▸ WHAT TO DO
Can you print the rows below word for word, from the line with "Where can you see the tattooed" up to and including the last line of the rows?

▸ RECORDS FOR PROCESSING

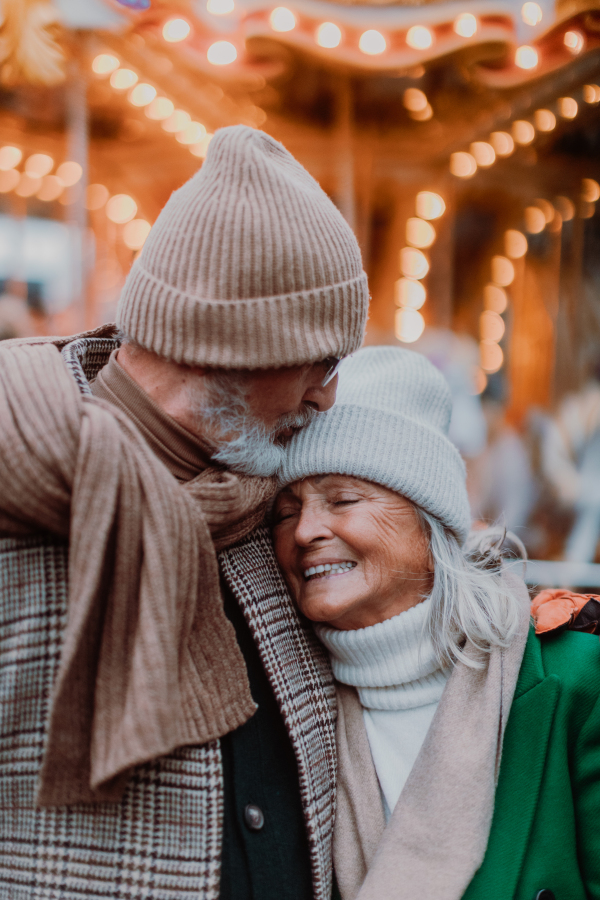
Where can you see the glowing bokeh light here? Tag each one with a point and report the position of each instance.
(429, 205)
(372, 42)
(419, 38)
(176, 30)
(282, 19)
(523, 132)
(526, 57)
(409, 293)
(544, 120)
(531, 13)
(409, 325)
(121, 208)
(495, 298)
(221, 53)
(160, 109)
(483, 152)
(462, 164)
(328, 35)
(465, 25)
(413, 263)
(135, 233)
(38, 165)
(105, 63)
(142, 94)
(9, 158)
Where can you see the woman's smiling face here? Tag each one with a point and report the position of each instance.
(353, 553)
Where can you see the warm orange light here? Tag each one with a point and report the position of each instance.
(39, 164)
(526, 57)
(523, 132)
(413, 263)
(465, 25)
(282, 19)
(414, 99)
(135, 233)
(409, 293)
(9, 158)
(531, 13)
(121, 208)
(515, 244)
(419, 233)
(429, 205)
(105, 63)
(28, 185)
(51, 189)
(495, 298)
(69, 173)
(142, 94)
(176, 30)
(591, 93)
(191, 134)
(372, 42)
(483, 152)
(9, 179)
(160, 109)
(567, 107)
(590, 190)
(96, 196)
(491, 356)
(503, 271)
(419, 38)
(502, 143)
(462, 164)
(409, 325)
(574, 42)
(535, 220)
(201, 148)
(221, 53)
(328, 35)
(177, 121)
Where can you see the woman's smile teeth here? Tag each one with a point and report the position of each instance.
(328, 569)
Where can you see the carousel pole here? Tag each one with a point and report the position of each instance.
(78, 151)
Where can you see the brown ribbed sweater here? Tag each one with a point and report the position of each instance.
(149, 660)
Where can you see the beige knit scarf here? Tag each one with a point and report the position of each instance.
(149, 660)
(437, 836)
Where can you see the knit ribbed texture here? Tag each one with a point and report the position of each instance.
(389, 425)
(249, 265)
(392, 664)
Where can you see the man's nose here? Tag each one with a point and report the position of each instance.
(321, 398)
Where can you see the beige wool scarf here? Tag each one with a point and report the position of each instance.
(149, 660)
(437, 835)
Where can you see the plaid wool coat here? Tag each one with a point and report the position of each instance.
(163, 840)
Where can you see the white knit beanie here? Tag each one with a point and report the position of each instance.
(249, 265)
(389, 425)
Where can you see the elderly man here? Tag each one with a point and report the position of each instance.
(166, 725)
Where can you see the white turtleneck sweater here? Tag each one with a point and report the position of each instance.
(399, 683)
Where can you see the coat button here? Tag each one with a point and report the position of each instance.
(254, 818)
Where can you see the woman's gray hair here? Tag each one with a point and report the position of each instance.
(470, 600)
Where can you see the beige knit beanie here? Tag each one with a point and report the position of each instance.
(249, 265)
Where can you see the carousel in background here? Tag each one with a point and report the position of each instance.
(461, 140)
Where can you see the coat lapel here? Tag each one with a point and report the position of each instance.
(299, 672)
(523, 760)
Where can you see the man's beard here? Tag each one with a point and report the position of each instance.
(224, 409)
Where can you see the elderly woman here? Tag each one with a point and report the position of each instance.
(468, 746)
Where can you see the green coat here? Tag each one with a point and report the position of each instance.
(546, 826)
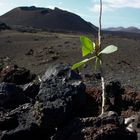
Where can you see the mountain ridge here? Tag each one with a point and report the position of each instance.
(47, 19)
(130, 29)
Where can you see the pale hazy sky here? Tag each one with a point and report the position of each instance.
(115, 12)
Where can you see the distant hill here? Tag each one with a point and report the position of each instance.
(3, 26)
(122, 29)
(47, 19)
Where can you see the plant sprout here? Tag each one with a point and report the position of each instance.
(89, 47)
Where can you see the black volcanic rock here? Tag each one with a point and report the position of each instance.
(47, 19)
(3, 26)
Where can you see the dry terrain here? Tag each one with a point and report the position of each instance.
(39, 50)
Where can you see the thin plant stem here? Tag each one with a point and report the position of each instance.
(101, 63)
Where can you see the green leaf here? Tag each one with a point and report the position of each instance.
(87, 45)
(109, 49)
(77, 65)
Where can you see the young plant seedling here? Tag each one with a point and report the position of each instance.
(89, 47)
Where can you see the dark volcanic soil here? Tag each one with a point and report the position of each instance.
(36, 51)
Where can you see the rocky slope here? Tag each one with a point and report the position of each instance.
(47, 19)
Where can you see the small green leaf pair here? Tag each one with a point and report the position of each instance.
(89, 47)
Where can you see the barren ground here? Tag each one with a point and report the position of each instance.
(37, 51)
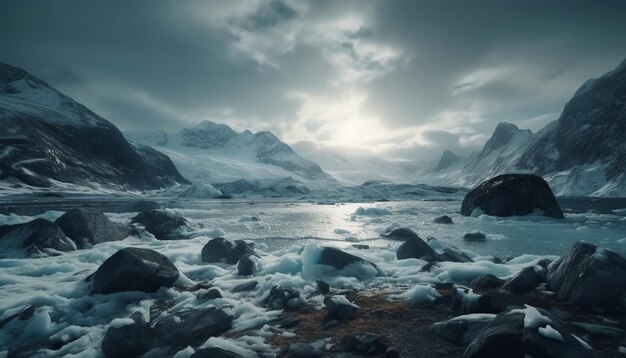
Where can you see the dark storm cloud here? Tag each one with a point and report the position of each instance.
(414, 77)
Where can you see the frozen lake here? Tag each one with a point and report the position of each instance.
(280, 224)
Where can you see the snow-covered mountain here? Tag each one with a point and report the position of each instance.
(581, 153)
(356, 168)
(212, 153)
(48, 139)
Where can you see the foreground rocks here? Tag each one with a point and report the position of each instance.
(90, 227)
(177, 330)
(36, 237)
(222, 250)
(512, 194)
(134, 269)
(163, 224)
(590, 277)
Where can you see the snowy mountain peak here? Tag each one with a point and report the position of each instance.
(502, 135)
(448, 159)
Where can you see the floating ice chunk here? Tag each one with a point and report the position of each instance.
(551, 333)
(419, 294)
(371, 211)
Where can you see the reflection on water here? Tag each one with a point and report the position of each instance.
(289, 223)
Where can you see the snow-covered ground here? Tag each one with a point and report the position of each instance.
(280, 230)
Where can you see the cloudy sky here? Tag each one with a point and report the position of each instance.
(402, 79)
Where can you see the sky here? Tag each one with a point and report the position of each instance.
(396, 79)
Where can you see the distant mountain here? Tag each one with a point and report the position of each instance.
(581, 153)
(48, 139)
(214, 153)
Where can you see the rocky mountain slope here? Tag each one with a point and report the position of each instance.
(214, 153)
(48, 139)
(581, 153)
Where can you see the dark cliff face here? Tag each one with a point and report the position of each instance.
(590, 129)
(46, 135)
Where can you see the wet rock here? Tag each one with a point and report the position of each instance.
(462, 329)
(36, 237)
(444, 219)
(88, 227)
(590, 277)
(522, 332)
(246, 286)
(402, 234)
(525, 280)
(215, 352)
(304, 350)
(163, 224)
(245, 266)
(322, 287)
(453, 254)
(134, 269)
(365, 343)
(211, 294)
(192, 326)
(475, 237)
(487, 281)
(512, 194)
(222, 250)
(340, 308)
(465, 301)
(280, 298)
(415, 248)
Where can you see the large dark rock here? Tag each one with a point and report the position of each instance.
(222, 250)
(281, 297)
(512, 194)
(340, 308)
(525, 280)
(416, 248)
(402, 234)
(39, 236)
(163, 224)
(192, 326)
(508, 335)
(134, 269)
(338, 259)
(590, 277)
(462, 329)
(365, 343)
(88, 227)
(55, 138)
(214, 352)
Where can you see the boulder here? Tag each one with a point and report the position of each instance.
(192, 326)
(280, 298)
(245, 266)
(512, 194)
(87, 227)
(163, 224)
(134, 269)
(365, 343)
(526, 280)
(526, 332)
(465, 301)
(487, 281)
(462, 329)
(476, 236)
(222, 250)
(39, 236)
(340, 308)
(589, 276)
(416, 248)
(402, 234)
(215, 352)
(444, 219)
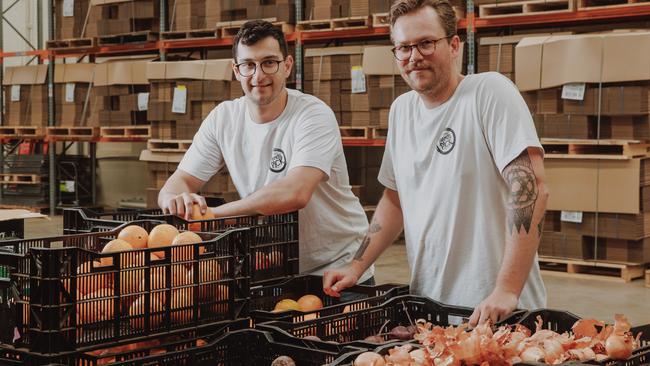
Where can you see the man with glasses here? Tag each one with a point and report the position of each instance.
(283, 151)
(463, 173)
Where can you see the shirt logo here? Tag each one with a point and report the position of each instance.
(278, 161)
(446, 142)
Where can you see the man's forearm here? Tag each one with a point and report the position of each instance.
(385, 226)
(526, 210)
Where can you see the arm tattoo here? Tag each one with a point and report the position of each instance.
(374, 228)
(522, 182)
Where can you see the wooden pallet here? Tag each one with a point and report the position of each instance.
(595, 149)
(614, 271)
(354, 133)
(212, 33)
(73, 133)
(168, 145)
(381, 20)
(604, 4)
(7, 132)
(378, 133)
(126, 132)
(230, 29)
(70, 44)
(524, 8)
(6, 178)
(351, 23)
(127, 38)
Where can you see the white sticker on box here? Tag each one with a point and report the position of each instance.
(571, 216)
(574, 91)
(15, 93)
(143, 101)
(67, 186)
(68, 8)
(358, 79)
(179, 103)
(69, 92)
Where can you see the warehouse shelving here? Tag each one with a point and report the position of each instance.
(470, 25)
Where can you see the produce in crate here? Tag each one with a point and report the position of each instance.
(510, 345)
(161, 236)
(135, 235)
(197, 215)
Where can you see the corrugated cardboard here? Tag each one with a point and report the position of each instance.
(74, 73)
(591, 185)
(194, 70)
(121, 73)
(25, 75)
(544, 62)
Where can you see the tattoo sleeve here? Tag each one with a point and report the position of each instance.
(522, 183)
(374, 228)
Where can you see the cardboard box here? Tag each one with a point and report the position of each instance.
(545, 62)
(25, 95)
(591, 185)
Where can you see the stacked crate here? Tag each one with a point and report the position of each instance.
(593, 117)
(121, 93)
(74, 95)
(25, 94)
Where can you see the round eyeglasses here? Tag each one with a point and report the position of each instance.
(248, 68)
(426, 47)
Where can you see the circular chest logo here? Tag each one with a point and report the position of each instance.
(278, 161)
(446, 142)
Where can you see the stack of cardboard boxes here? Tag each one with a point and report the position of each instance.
(599, 206)
(184, 92)
(74, 95)
(122, 93)
(70, 17)
(25, 94)
(330, 9)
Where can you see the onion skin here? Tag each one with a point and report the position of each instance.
(369, 359)
(619, 347)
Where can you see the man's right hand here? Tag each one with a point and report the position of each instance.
(181, 204)
(337, 280)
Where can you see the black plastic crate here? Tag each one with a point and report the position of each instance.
(274, 238)
(130, 353)
(265, 297)
(49, 277)
(351, 328)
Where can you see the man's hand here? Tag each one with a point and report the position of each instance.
(181, 204)
(337, 280)
(495, 307)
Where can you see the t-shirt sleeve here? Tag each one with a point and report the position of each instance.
(317, 139)
(386, 172)
(507, 123)
(204, 159)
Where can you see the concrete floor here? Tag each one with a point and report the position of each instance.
(598, 298)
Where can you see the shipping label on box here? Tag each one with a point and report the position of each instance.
(69, 92)
(358, 79)
(179, 102)
(143, 101)
(15, 93)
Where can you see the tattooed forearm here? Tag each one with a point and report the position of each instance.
(374, 228)
(522, 182)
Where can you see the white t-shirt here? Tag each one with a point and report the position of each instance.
(333, 223)
(446, 165)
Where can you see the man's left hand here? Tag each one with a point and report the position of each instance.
(495, 307)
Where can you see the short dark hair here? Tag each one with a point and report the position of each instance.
(256, 30)
(443, 8)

▸ COMPLETED TASK
Where can you see the tattooed forearm here? Tag each one with a point and report the position of each instance.
(374, 228)
(522, 182)
Where can you see the white t-shirt here? Tag each one with a point and report the position of each instance.
(333, 223)
(446, 165)
Where can you see the man's left hand here? Tag each one with a point and report the position of each instance.
(495, 307)
Where can you see the short dark hair here? Tag each one with a point and report the position of each instance.
(256, 30)
(443, 8)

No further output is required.